— Exercise —
If a line in the records below contains "ground", copy that line.

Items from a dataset
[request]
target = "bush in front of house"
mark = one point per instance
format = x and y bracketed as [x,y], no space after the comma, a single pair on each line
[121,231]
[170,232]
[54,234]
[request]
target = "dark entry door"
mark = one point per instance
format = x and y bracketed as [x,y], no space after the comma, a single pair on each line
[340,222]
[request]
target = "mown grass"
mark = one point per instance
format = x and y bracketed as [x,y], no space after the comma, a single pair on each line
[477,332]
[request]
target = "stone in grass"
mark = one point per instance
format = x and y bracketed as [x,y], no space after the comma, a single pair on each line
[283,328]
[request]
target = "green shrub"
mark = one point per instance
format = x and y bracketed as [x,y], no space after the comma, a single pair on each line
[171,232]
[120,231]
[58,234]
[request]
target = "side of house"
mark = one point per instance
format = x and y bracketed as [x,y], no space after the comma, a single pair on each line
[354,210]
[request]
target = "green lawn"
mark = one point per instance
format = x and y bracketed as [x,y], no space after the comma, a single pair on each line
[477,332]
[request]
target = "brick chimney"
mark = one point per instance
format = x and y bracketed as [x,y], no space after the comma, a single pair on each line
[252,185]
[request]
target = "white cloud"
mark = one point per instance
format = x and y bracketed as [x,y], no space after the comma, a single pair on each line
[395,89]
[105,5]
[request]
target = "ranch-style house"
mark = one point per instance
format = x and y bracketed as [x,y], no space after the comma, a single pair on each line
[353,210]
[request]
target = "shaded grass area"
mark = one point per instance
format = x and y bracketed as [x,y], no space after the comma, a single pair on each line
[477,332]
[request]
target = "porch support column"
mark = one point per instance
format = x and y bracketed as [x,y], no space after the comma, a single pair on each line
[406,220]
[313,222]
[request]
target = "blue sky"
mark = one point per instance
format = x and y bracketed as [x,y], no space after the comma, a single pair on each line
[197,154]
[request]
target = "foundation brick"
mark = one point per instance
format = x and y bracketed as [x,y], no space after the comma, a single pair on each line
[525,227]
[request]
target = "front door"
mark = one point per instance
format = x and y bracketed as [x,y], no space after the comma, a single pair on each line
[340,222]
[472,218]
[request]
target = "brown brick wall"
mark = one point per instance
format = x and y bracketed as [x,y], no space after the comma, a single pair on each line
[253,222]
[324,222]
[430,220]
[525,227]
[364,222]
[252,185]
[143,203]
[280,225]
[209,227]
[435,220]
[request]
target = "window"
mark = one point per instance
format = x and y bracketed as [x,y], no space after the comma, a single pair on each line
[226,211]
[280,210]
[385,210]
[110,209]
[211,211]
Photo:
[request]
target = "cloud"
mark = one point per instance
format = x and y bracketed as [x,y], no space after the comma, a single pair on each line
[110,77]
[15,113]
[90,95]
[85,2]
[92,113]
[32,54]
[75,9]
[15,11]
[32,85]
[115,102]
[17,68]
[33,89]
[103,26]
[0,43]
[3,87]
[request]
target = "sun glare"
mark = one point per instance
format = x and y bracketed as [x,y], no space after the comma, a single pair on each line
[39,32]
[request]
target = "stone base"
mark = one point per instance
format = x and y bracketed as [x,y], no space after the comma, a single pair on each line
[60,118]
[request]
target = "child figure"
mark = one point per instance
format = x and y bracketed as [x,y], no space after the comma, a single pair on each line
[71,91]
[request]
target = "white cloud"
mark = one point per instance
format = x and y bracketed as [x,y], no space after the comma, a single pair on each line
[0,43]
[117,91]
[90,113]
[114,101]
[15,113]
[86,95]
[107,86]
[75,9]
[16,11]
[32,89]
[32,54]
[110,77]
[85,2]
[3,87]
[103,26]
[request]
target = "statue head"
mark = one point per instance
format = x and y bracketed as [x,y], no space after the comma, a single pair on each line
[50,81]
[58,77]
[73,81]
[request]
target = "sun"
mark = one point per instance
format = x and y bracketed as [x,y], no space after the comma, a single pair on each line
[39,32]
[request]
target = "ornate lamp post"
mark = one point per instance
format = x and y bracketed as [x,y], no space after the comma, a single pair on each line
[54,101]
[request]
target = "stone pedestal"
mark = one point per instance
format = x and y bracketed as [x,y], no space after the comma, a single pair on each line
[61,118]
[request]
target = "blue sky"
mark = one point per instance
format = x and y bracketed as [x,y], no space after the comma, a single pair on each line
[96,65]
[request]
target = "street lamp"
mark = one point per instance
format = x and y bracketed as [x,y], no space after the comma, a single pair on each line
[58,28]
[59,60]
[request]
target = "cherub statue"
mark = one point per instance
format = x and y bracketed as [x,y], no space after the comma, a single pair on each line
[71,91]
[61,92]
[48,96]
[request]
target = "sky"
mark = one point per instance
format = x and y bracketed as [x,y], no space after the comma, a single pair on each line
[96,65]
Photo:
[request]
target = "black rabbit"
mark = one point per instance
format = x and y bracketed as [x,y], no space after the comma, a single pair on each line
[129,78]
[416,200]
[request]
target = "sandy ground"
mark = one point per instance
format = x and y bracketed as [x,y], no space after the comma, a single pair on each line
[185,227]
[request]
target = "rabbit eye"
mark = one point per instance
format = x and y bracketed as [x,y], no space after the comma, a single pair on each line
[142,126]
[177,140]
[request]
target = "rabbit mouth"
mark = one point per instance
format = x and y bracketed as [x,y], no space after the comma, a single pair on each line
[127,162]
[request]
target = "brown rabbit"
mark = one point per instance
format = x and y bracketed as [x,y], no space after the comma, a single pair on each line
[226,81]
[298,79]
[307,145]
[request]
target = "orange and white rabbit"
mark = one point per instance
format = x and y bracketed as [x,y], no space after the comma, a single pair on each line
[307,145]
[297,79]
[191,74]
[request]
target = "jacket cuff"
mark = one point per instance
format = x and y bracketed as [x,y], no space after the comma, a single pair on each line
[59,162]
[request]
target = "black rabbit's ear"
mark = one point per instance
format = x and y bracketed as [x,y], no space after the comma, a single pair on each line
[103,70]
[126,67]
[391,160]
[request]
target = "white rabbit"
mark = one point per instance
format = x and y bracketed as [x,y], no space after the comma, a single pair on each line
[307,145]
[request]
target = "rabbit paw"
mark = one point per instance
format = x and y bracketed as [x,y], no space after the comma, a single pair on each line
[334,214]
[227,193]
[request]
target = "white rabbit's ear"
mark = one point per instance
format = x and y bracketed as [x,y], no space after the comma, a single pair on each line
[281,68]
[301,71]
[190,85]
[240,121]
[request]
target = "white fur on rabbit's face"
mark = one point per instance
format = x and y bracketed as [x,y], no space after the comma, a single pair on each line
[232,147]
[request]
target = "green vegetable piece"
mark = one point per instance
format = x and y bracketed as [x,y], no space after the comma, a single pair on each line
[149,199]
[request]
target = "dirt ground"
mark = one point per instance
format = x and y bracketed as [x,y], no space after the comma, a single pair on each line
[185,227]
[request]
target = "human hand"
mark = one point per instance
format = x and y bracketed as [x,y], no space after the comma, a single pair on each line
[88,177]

— Output —
target = "sandy ground"
target = "dirt ground"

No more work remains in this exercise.